■ WHAT YOU NEED TO DO ■
Every line below must be reproduced exactly; no pictures are to be included.
★ ★ ★ ★ ★
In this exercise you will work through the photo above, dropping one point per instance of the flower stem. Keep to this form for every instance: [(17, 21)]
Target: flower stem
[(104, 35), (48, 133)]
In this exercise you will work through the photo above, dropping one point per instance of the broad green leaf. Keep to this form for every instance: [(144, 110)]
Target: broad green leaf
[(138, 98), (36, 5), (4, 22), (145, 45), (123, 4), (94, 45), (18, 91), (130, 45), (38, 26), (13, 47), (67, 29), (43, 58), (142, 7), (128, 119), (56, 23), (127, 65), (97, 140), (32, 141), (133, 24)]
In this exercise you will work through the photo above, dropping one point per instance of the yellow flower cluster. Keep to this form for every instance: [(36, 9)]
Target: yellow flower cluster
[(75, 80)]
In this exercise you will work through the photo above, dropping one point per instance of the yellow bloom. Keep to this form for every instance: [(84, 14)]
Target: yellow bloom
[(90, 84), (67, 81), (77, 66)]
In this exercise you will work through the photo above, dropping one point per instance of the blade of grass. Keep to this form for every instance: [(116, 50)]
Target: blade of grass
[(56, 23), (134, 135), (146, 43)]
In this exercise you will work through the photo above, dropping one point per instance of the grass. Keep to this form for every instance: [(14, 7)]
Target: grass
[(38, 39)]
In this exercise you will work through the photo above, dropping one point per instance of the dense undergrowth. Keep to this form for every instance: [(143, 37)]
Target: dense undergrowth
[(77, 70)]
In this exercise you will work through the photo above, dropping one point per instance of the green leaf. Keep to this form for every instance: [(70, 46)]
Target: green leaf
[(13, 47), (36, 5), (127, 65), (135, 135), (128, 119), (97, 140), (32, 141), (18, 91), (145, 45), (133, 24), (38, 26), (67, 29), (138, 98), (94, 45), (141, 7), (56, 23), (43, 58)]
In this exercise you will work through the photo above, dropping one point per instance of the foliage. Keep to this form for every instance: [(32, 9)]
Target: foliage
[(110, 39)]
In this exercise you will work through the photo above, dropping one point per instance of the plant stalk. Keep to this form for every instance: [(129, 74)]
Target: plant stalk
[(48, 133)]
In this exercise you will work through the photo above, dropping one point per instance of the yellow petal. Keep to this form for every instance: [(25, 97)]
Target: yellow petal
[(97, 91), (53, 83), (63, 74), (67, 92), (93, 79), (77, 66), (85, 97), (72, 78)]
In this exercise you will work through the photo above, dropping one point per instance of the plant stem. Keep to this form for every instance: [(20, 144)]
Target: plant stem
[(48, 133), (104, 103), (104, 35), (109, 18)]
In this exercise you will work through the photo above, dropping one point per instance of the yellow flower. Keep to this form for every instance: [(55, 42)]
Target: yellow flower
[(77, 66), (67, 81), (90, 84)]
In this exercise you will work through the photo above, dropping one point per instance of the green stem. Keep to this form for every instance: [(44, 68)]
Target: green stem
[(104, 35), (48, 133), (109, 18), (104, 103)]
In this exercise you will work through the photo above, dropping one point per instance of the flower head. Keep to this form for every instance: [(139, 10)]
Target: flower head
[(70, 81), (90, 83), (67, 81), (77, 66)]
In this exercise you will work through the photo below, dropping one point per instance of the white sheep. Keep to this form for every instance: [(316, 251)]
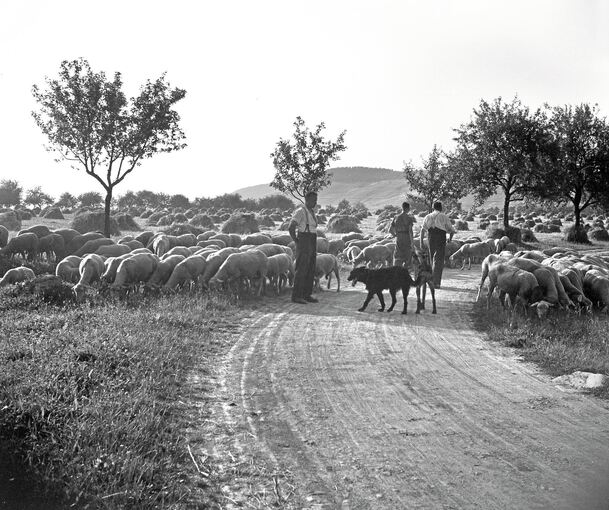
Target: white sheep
[(16, 275)]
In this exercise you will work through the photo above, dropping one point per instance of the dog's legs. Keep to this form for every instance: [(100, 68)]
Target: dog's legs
[(382, 301), (432, 290), (393, 299), (405, 291), (368, 298)]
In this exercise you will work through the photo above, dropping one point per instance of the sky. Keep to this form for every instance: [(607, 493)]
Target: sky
[(398, 76)]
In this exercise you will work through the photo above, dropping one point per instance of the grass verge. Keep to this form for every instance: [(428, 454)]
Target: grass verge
[(94, 399), (560, 344)]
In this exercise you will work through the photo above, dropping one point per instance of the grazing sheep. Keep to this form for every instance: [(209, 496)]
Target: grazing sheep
[(3, 236), (280, 270), (25, 245), (596, 288), (16, 275), (163, 271), (325, 265), (91, 268), (53, 246), (476, 251), (242, 266), (113, 250), (376, 255), (135, 270), (67, 269), (92, 246)]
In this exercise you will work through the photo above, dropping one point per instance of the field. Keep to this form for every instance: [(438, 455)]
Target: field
[(99, 400)]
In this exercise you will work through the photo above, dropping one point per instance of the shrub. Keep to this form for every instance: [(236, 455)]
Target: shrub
[(598, 234), (573, 235), (126, 222), (10, 220), (240, 223), (53, 213), (341, 224), (92, 221)]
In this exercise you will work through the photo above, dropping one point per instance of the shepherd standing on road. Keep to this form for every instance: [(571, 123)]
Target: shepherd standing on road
[(303, 229), (437, 225), (401, 228)]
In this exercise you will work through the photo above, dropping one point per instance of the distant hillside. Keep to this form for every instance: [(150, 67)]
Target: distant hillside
[(375, 187)]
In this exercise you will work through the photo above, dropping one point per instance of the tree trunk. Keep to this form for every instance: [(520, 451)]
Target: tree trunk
[(506, 211), (107, 212)]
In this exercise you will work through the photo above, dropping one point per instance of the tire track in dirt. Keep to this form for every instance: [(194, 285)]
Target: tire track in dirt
[(384, 411)]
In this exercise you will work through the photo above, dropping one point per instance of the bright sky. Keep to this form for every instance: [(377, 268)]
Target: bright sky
[(398, 76)]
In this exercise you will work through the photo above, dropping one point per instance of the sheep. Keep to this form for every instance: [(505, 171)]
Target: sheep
[(177, 250), (67, 269), (280, 270), (53, 246), (325, 265), (596, 288), (78, 241), (16, 275), (214, 261), (112, 250), (161, 245), (25, 245), (134, 270), (238, 266), (163, 271), (3, 236), (92, 246), (469, 251), (91, 268), (374, 256)]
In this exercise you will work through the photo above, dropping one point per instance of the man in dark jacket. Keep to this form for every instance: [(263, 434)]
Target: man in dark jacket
[(303, 229)]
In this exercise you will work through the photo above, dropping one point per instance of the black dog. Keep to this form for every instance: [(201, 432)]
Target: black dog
[(376, 280)]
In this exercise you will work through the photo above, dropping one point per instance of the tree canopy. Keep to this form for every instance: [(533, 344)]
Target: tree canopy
[(89, 121), (301, 163)]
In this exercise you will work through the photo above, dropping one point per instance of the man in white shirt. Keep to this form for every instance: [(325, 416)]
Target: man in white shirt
[(437, 225), (303, 229)]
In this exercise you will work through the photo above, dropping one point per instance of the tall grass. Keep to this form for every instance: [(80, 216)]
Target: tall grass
[(93, 396), (560, 344)]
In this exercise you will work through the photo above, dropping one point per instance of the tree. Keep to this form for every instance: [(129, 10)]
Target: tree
[(301, 164), (436, 179), (37, 198), (67, 201), (579, 169), (10, 193), (89, 122), (502, 147), (90, 199)]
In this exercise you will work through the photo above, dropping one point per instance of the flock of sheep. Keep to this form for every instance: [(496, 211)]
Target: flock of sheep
[(556, 277)]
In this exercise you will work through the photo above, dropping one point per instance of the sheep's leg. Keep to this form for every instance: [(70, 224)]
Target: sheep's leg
★ ★ ★ ★ ★
■ TASK OUTPUT ■
In this exercise you will work through the photo above, dropping one point per instance of the flower stem. Keep to this form for every instance: [(17, 21)]
Target: flower stem
[(104, 35), (48, 133)]
In this exercise you will work through the photo above, dropping one point per instance of the broad green leaf. Keep to this form for every instance: [(144, 110)]
Target: broad green leaf
[(138, 98), (36, 5), (4, 22), (145, 45), (123, 4), (94, 45), (18, 91), (130, 45), (38, 26), (13, 47), (67, 29), (43, 58), (142, 7), (128, 119), (56, 23), (127, 65), (97, 140), (32, 141), (133, 24)]
In this exercise you will work through the photo above, dropping one point per instance of the yellow flower cluster. Keep to this form for every instance: [(36, 9)]
Target: yellow flower cluster
[(75, 80)]
In this exercise you will work through the photo above, dropping one point per instance of the yellow bloom. Keep to this form for every instance: [(84, 14)]
Target: yellow bloom
[(90, 84), (67, 81), (77, 66)]
In this exercise you will work through the photo above, dropping one point per instance of the blade of grass. Keep to this form for every instance: [(116, 50)]
Target: blade of grass
[(56, 23), (134, 135), (146, 43)]
In this exercise you will work through the photo above, dropping one point per instance of the grass. Keep to this form for every instance: [(14, 7)]
Target: grass
[(38, 39)]
In this exercise you will work through the photo above, dropping one point per instance of the dense undergrowth. Keep to this form for every instance: [(143, 37)]
Target: dense undergrowth
[(77, 70)]
In this exercise you will work through the photo above, dropping one point per instance of the green leaf. Keep to this form for every instance: [(70, 46)]
Target: green leaf
[(13, 47), (36, 5), (127, 65), (135, 135), (128, 119), (97, 140), (32, 141), (18, 91), (145, 45), (133, 24), (38, 26), (67, 29), (138, 98), (94, 45), (141, 7), (56, 23), (43, 58)]
In this exercise you will work through the photo above, dropping one point per instance of the foliage. Keep to this form for every instance: [(32, 9)]
Target: foliage
[(110, 39)]
In this exercise you will work through the photo above, dropping one point per instance of the plant stalk. Keep to this form for every instance: [(129, 74)]
Target: plant stalk
[(48, 133)]
In this exercise you will work through the photo above, dropping one point per instance of the yellow petal. Keep to this form for every instance: [(25, 97)]
Target: yellow petal
[(97, 91), (53, 83), (63, 74), (67, 92), (93, 79), (77, 66), (85, 97), (72, 78)]
In this exercise you will work through the photo above, dropping one point per instance of the plant stem. Keep to this form for every instance: [(20, 144)]
Target: plant stem
[(48, 133), (104, 103), (104, 35), (109, 18)]
In this exercise you will work through the photo above, dropping one point per instance of the yellow flower. Keep to this form for every instance: [(55, 42)]
Target: yellow flower
[(77, 66), (67, 81), (90, 84)]
In this exercise you will work through the photo above, dropping one point per instance of the green stem. Keep to this form for every instance: [(44, 68)]
Target: green stem
[(104, 35), (48, 133), (109, 18), (104, 103)]
In this exercise you will work through the photo above, dropping one point per instance of the flower head. Keep to this form for every instance: [(139, 10)]
Target: flower head
[(70, 81), (90, 83), (67, 81), (77, 66)]
In this exercise you will work through the photo below, dropping one point per instance of the white sheep. Keep to this form for every instance: [(316, 251)]
Target: white sheep
[(16, 275)]
In this exercise you will work through the photo above, dropping one point per instance of the dog's legs. Keep to this form for every instance: [(100, 68)]
Target: dog's legs
[(382, 301), (432, 290), (393, 299), (405, 291), (368, 298)]
In this exercise you will work through the photo above, dropping one point per instance of the sky. Keep to this form for every instance: [(607, 493)]
Target: sky
[(398, 76)]
In this exercise you will work through the photo above, dropping one point per instance of the grass verge. Keep to this form for every instance: [(428, 454)]
Target: grass verge
[(94, 399), (560, 344)]
In this exercise you will work through the photo above, dropping one point per instance of the grazing sheep. Keep to this form for every instance: [(209, 496)]
Target: grazing sheep
[(3, 236), (280, 270), (25, 245), (596, 288), (16, 275), (163, 271), (325, 265), (91, 268), (53, 246), (476, 251), (242, 266), (113, 250), (376, 255), (135, 270), (67, 269), (92, 246)]
In this exercise you will work through the photo above, dropping one point per instance of the field. Keep to this form for every instance: [(438, 455)]
Target: field
[(99, 400)]
In this exercise you will work through the photo above, dropping one point per instance of the shrub. Keep to this form for every instance: [(236, 455)]
Target: shrub
[(598, 234), (573, 235), (126, 222), (10, 220), (240, 223), (53, 213), (341, 224), (92, 221)]
In this exercise you will work through the photo above, dropping one point per instance of the shepherd standing on road. Keep to this form for every instance: [(571, 123)]
Target: shepherd standing on road
[(303, 229), (437, 225), (401, 228)]
In this exercise you will work through the photo above, dropping one point per instance of the distant hillside. Keep to this form for every instance: [(150, 67)]
Target: distant hillside
[(375, 187)]
In this exercise you will work through the photo above, dropping one point per instance of the tree trunk. Keep to this form for every instance: [(520, 451)]
Target: tree trunk
[(506, 211), (107, 212)]
In this exercise you will work through the photo above, dropping one point per instance of the tire track in dirt. Keep to this form for every instance: [(194, 285)]
Target: tire track in dirt
[(384, 411)]
In this exercise you will work through the photo above, dropping one point per instance of the bright sky. Keep to this form for every instance: [(377, 268)]
Target: bright sky
[(398, 76)]
In this exercise you will work through the photo above, dropping one point per instance of the sheep. Keep to this form for every instance: [(505, 171)]
Target: sheep
[(177, 250), (67, 269), (280, 270), (53, 246), (325, 265), (596, 288), (78, 241), (16, 275), (214, 261), (112, 250), (161, 245), (25, 245), (134, 270), (238, 266), (163, 271), (3, 236), (92, 246), (469, 251), (91, 268), (374, 256)]
In this exercise you will work through the photo above, dropping one point per instance of the man in dark jacket. Keep to this form for every instance: [(263, 434)]
Target: man in dark jacket
[(303, 229)]
In this exercise you will work through the photo above, dropping one point per instance of the black dog. Keep to this form for every instance: [(201, 432)]
Target: black dog
[(376, 280)]
In this exercise you will work through the photo above, dropping one point per instance of the tree canopy. Keep to this form for every instance: [(533, 344)]
Target: tree canopy
[(89, 121), (301, 163)]
In this exercise you will work through the photo above, dropping one point per instance of the man in white shirt. Keep to this form for every instance: [(325, 416)]
Target: man in white shirt
[(437, 225), (303, 229)]
In this exercise you will work through the photo above, dropping one point per instance of the tall grass. Keep to this form for every instance: [(80, 216)]
Target: tall grass
[(93, 396), (560, 344)]
In this exercise you will work through the photo above, dropping one point per instance of the tree. Keep to this form for every instance: [(129, 10)]
Target: tree
[(301, 164), (436, 179), (37, 198), (67, 201), (579, 169), (10, 193), (89, 122), (502, 147), (90, 199)]
In this exercise you will work through the photo above, dropping one point per instance of the flock of sheep. Keep to this form for every instance: [(496, 211)]
Target: flock of sheep
[(556, 277)]
In this exercise you will work through the photo above, dropping one point per instance of the sheep's leg. Keep to this form for every instance: [(70, 224)]
Target: sheep's leg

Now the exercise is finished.